(Beginning of Material for the task)

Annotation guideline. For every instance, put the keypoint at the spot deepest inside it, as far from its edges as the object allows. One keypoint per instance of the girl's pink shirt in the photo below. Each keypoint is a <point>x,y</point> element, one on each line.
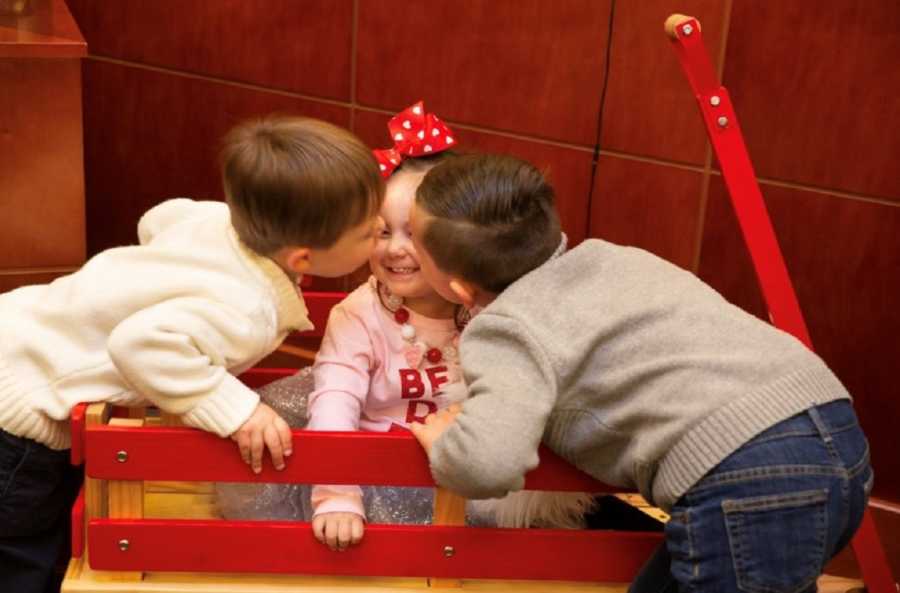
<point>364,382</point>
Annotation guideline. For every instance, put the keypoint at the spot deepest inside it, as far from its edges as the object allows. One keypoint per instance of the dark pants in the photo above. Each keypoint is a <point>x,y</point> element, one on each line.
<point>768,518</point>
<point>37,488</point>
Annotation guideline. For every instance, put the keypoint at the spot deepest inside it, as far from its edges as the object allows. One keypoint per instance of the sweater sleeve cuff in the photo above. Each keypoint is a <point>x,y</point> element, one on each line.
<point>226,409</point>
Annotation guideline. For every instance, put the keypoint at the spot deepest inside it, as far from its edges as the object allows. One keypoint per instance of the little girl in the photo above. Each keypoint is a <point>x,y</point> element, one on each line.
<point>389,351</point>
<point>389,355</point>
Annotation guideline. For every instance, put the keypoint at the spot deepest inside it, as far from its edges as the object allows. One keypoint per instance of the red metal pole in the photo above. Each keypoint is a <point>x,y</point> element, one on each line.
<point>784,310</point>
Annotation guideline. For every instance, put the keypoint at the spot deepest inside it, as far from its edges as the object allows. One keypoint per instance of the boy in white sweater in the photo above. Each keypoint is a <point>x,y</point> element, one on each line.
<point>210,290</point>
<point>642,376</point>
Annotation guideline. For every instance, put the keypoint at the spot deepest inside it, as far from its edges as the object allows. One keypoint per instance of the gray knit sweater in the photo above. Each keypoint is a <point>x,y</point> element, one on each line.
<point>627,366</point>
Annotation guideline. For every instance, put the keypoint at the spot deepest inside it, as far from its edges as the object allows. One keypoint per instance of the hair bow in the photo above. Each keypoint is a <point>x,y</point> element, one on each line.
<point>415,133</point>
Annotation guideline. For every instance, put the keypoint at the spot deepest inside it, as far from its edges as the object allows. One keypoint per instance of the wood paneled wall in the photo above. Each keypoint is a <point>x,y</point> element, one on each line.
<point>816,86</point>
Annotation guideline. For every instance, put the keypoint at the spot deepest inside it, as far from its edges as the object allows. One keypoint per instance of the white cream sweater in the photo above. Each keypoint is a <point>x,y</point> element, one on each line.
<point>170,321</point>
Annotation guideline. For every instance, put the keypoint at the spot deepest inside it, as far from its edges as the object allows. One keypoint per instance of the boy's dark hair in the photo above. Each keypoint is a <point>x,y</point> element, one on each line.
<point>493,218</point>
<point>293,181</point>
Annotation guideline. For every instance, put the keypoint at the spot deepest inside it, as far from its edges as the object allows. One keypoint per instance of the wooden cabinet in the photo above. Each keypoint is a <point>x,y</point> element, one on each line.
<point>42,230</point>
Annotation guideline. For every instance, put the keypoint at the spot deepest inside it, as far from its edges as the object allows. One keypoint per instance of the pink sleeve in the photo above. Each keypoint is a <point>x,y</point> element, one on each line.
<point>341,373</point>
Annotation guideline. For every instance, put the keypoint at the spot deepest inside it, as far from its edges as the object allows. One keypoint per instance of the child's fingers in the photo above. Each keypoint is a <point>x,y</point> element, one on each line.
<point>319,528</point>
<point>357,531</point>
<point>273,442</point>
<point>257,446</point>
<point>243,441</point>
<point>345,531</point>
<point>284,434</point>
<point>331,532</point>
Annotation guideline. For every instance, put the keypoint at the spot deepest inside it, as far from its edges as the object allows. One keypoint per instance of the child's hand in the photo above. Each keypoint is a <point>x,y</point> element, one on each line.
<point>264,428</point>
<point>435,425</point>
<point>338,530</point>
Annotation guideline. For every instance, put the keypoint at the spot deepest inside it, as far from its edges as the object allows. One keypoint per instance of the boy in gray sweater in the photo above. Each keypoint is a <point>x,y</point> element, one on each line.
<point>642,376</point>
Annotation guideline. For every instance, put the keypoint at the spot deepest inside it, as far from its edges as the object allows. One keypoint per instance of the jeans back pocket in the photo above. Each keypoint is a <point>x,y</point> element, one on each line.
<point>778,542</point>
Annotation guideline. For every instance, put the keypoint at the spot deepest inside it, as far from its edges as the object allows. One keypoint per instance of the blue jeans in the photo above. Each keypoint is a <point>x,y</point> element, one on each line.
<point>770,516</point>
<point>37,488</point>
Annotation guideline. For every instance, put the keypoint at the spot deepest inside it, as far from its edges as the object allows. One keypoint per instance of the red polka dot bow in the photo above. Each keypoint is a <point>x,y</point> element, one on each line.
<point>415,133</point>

(End of Material for the task)
(Beginning of Material for the task)

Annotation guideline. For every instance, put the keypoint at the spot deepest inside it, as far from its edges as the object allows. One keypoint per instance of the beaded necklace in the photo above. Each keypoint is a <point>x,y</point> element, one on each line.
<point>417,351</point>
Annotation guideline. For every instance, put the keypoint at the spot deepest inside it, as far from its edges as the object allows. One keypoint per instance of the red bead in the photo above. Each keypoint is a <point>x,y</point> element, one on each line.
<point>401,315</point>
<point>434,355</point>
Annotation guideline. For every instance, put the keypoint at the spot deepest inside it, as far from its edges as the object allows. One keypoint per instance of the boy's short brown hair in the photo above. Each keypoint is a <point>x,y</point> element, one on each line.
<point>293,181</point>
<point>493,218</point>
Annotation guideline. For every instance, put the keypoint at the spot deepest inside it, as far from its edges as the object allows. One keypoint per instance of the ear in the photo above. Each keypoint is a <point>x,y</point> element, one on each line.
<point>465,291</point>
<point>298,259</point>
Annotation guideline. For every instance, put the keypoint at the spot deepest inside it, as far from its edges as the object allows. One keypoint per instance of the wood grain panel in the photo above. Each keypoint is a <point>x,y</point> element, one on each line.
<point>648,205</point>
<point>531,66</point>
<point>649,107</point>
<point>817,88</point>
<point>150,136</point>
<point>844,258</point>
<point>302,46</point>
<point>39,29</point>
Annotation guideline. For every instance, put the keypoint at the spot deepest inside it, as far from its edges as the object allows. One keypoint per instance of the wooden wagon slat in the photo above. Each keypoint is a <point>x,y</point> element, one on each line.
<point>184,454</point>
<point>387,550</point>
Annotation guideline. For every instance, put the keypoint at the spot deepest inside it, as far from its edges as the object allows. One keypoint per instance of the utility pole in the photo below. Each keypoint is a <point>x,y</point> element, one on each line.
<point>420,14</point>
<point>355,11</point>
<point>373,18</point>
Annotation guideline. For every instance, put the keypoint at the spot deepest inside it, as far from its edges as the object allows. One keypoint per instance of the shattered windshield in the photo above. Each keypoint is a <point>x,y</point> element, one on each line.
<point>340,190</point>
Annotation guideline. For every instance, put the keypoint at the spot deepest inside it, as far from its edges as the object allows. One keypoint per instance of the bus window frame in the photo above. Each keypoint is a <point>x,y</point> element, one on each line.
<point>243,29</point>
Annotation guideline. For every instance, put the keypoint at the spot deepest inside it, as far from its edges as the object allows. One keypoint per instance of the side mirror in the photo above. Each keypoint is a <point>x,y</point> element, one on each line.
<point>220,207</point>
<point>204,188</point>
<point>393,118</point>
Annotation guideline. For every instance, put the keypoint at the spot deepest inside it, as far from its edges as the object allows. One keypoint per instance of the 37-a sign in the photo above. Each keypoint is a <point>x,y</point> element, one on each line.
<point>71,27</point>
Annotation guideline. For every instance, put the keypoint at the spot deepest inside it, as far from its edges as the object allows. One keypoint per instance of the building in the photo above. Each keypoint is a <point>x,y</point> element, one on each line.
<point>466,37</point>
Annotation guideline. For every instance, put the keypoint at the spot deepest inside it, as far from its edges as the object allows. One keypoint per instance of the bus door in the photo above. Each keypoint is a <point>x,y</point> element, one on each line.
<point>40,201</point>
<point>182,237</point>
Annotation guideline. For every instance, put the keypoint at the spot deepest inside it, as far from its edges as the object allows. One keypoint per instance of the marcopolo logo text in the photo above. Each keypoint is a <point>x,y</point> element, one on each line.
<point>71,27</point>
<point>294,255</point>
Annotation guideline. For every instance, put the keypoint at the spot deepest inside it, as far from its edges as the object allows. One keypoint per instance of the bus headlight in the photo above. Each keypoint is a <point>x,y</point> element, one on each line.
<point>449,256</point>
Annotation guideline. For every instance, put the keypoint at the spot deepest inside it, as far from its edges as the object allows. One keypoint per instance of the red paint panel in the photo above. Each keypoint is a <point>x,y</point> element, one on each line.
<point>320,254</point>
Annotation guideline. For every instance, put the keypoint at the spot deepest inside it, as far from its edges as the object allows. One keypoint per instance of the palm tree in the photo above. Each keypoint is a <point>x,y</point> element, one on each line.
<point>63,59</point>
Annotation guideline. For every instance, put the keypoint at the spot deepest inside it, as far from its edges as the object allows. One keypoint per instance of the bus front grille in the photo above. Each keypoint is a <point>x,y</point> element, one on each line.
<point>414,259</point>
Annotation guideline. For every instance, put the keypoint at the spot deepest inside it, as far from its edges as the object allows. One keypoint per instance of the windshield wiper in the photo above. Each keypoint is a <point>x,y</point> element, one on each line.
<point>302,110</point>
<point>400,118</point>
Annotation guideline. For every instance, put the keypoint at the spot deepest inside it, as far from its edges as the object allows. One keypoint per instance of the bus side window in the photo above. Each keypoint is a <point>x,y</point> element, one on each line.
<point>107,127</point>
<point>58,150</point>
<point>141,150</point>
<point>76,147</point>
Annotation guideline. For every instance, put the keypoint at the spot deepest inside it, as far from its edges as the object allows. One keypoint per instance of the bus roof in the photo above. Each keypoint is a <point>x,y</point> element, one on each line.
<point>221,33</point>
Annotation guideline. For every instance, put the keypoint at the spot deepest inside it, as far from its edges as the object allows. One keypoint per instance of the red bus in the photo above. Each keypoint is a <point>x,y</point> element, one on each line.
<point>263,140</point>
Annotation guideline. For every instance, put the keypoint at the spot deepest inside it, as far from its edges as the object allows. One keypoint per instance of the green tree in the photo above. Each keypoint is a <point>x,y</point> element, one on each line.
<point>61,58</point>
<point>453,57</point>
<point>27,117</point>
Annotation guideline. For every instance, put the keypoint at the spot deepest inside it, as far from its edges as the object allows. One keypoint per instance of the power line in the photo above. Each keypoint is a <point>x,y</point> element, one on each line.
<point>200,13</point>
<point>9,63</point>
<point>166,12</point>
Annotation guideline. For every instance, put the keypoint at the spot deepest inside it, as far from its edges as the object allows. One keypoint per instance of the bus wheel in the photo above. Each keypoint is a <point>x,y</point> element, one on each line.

(End of Material for the task)
(Beginning of Material for the task)

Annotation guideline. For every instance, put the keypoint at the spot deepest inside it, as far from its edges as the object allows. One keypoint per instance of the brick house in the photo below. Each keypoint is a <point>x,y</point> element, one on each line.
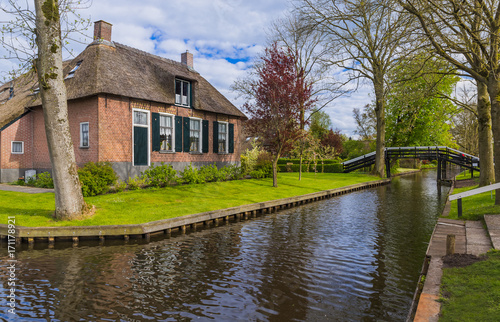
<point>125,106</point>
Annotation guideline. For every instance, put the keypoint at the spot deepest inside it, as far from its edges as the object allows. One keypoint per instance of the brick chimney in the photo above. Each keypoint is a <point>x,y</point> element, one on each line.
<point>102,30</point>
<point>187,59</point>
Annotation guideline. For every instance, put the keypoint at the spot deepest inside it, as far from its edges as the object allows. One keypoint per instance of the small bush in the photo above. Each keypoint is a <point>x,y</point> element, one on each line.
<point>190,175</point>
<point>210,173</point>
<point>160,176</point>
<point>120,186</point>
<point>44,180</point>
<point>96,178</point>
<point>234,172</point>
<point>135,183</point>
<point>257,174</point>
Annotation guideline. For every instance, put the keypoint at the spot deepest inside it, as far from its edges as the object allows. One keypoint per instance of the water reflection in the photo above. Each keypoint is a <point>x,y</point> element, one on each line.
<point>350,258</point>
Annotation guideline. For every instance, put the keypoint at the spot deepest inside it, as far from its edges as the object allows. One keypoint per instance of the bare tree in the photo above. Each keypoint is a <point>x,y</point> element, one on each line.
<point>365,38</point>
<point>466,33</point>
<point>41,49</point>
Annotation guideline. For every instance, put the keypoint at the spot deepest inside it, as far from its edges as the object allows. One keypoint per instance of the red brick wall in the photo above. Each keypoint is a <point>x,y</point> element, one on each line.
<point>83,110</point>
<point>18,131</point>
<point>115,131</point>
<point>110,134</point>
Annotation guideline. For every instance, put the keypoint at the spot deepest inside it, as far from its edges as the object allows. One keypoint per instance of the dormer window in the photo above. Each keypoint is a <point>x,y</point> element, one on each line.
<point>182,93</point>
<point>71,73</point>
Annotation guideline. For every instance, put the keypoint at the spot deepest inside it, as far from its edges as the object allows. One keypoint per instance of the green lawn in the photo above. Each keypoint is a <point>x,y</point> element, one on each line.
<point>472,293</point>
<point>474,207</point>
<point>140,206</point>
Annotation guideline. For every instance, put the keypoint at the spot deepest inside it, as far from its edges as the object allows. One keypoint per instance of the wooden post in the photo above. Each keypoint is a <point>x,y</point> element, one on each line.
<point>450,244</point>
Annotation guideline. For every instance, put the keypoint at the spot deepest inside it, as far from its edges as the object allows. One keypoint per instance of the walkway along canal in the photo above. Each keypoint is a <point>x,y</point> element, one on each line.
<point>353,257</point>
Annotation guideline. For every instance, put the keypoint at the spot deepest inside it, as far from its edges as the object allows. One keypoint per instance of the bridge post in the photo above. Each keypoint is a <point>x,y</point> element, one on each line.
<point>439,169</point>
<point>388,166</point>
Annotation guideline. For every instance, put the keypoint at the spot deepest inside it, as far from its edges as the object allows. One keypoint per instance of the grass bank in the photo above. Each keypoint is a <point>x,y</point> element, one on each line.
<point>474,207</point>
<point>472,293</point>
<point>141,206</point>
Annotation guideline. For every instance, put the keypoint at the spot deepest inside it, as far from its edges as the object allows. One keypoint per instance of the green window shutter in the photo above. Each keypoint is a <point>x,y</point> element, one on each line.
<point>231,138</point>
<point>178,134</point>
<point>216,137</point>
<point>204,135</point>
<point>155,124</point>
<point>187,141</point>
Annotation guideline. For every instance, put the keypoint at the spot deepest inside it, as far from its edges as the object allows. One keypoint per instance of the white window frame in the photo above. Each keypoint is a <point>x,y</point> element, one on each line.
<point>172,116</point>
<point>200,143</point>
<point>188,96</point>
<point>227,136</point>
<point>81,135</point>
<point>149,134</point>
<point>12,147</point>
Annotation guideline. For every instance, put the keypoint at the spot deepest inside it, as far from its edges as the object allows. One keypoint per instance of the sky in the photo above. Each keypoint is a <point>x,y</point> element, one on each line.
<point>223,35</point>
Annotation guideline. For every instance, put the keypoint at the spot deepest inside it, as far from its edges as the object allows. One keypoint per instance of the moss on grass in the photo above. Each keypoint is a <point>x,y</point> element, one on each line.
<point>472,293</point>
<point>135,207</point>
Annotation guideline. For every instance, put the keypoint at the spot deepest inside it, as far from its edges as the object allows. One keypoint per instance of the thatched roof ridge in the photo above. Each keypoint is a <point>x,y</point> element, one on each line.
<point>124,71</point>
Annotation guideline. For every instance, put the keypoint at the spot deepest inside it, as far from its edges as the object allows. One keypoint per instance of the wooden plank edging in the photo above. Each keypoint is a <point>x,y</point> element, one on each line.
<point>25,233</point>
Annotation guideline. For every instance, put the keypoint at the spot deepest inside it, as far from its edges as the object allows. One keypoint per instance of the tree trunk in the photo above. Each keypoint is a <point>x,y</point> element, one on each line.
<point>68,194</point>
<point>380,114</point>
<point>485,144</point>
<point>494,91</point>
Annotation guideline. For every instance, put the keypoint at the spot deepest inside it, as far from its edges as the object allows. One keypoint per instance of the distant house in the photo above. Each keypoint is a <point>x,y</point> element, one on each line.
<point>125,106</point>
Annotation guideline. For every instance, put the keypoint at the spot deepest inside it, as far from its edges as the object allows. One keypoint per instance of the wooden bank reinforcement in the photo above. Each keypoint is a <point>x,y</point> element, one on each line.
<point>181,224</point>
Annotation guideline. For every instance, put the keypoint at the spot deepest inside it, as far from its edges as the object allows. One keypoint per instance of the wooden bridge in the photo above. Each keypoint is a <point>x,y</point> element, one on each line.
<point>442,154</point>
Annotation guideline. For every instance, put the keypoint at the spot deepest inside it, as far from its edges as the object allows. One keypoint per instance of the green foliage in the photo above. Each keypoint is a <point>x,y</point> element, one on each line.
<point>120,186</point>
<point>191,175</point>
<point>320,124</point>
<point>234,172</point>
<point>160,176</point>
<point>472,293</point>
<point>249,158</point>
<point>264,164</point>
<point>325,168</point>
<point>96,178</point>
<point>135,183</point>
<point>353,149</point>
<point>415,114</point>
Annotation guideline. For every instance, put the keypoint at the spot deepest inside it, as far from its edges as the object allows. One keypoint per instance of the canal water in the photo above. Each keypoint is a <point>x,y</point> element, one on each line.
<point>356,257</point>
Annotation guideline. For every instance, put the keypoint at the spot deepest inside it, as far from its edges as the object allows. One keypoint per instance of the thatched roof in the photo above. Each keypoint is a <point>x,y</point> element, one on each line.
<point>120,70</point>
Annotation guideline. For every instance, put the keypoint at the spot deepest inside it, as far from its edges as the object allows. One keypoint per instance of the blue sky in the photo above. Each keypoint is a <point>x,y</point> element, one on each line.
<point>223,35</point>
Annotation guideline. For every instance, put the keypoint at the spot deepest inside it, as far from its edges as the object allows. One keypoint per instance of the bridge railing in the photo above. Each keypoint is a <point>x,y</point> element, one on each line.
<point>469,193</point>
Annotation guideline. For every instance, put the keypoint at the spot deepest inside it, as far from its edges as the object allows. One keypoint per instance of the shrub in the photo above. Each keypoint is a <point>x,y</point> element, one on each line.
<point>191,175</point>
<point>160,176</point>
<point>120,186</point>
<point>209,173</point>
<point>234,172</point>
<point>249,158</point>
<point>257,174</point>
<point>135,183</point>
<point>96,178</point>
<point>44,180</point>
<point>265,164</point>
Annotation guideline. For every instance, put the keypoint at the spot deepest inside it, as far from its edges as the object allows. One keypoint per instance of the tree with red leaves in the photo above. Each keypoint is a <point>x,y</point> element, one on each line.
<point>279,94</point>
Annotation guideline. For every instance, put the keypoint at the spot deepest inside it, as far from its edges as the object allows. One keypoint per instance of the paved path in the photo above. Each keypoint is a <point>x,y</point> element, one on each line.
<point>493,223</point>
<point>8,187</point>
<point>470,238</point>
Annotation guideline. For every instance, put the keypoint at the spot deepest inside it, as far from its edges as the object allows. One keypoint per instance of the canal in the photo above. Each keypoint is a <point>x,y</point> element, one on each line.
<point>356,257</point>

(End of Material for the task)

Task brief:
Every line above from the line with "the red bus" to the line with "the bus wheel" is wanted, ends included; write them out exactly and add no other line.

Task result:
Annotation guideline. For every instance, put the keypoint at the spot deepest inside it, as far from its edges as the object allows. One keypoint per instance of the red bus in the photo above. Each keypoint is a <point>x,y</point> element, one on each line.
<point>263,140</point>
Annotation guideline. For every instance, put the keypoint at the spot deepest inside it, as far from its edges as the object allows. One keypoint per instance of the green tree in the photo above. Each keypoint is a <point>x,y</point> element, one on each line.
<point>61,58</point>
<point>453,57</point>
<point>27,117</point>
Annotation guideline. For every instance, put the keypoint at the spot deepest inside it, as far from its edges as the object allows. One keypoint per instance of the power line in the photo above. Each keypoint is a <point>x,y</point> element, one on each line.
<point>200,13</point>
<point>9,63</point>
<point>166,12</point>
Annotation guideline. For every instance, put the keypoint at the spot deepest inside it, as far from its edges as the object allows. One keypoint per instance of the bus wheel in the photo above. Each keypoint is a <point>x,y</point> element, one on each line.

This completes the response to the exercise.